THE BODY HAS ALWAYS KNOWN
New science confirms what the earth has been offering all along.
I love when I come across studies like this one.
Published this month in Nature, researchers at Columbia University built 23 biological aging clocks across 17 organ systems — heart, lungs, brain, liver, immune tissue — and measured how sleep duration affected each one. What they found was striking in its precision.
Both too little and too much sleep accelerate biological aging across nearly every organ in the body. The sweet spot for minimal aging? Between 6.4 and 7.8 hours per night.
Not 9. Not 5. The body wants rhythm. Consistency. A particular quality of rest.
The U-Shaped Curve
The researchers called it a "U-shaped pattern" — and it held across every organ system they measured. Short sleep (fewer than 6 hours) was linked to accelerated aging, depression, anxiety, obesity, type 2 diabetes, hypertension, and heart arrhythmias. Long sleep (more than 8 hours) carried its own risks — particularly through what they called the "adipose clock," influencing systemic inflammation and late-life depression through a different biological pathway.
What struck me most was this from the study's lead researcher: "Sleep is a deeply embedded part of our entire physiology, with far-reaching implications across the body."
Not just the brain. Every organ. A coordinated intelligence, asking for the same thing: rest that is neither starved nor forced.
What the Medicine Already Knew
I work with Amanita muscaria — an ancient and often misunderstood mushroom with a profound and direct relationship to the central nervous system.
Amanita muscaria contains muscimol, a compound that binds directly to GABA receptors in the brain and body — the same receptors responsible for calming neural activity, reducing the charge of the stress response, and allowing the nervous system to shift out of vigilance. This is not sedation. This is the body being given permission to exhale.
When the CNS is no longer braced, something remarkable happens. The body remembers how to drop into its own depth. Sleep becomes less effortful. Dreams become more vivid and accessible. The repair work the body has been trying to do — the work this Columbia research is measuring in organs and tissue — actually has the conditions it needs to happen.

* Record extracts *

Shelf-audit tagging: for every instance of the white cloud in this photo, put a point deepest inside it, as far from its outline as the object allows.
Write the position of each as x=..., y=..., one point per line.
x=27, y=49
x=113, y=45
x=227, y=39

* What is needed *
Continue the essay on sleep and organ aging, picking up after its last paragraph.

* Response area *
Unlike compounds that override the body's natural rhythms, Amanita muscaria works with the intelligence already present. It quiets the noise enough for that intelligence to lead.
That is exactly what I watch happen with this medicine when it is met with the right intention and container.
Two Different Pathways to the Same Place
One of the most nuanced findings in the study was this: short and long sleepers arrive at the same destination — late-life depression — through different biological roads. Short sleepers via a more direct pathway. Long sleepers through the brain and fat tissue clocks, suggesting something systemic and inflammatory is happening beneath the surface.
This matters. Because it means the intervention can't be the same for everyone. More sleep isn't always the answer. Better conditions for rest might be.
That's a reframe I find deeply familiar in the work I do. We're not managing symptoms. We're restoring the conditions that allow the body's own intelligence to move.
What You Can Do
The research won't tell you to work with plant medicine. But it will tell you to take sleep seriously — not as a productivity variable, but as a whole-body biological event that shapes how every organ in your body ages.
A few things that genuinely support that quality of rest:
Consistent sleep and wake times (the body loves a rhythm)
Reducing stimulation in the final 60–90 minutes before sleep
Nervous system regulation practices in the evening — breathwork, gentle movement, warm water
Working with what soothes your particular system
Some of us need support getting out of the vigilance state enough to actually rest. That's not weakness — that's the imprint of a world that has asked us to stay switched on for too long.
The earth has something to offer there. It always has.
The full study — "Sleep chart of biological aging clocks in middle and late life" — was published May 13, 2026 in Nature.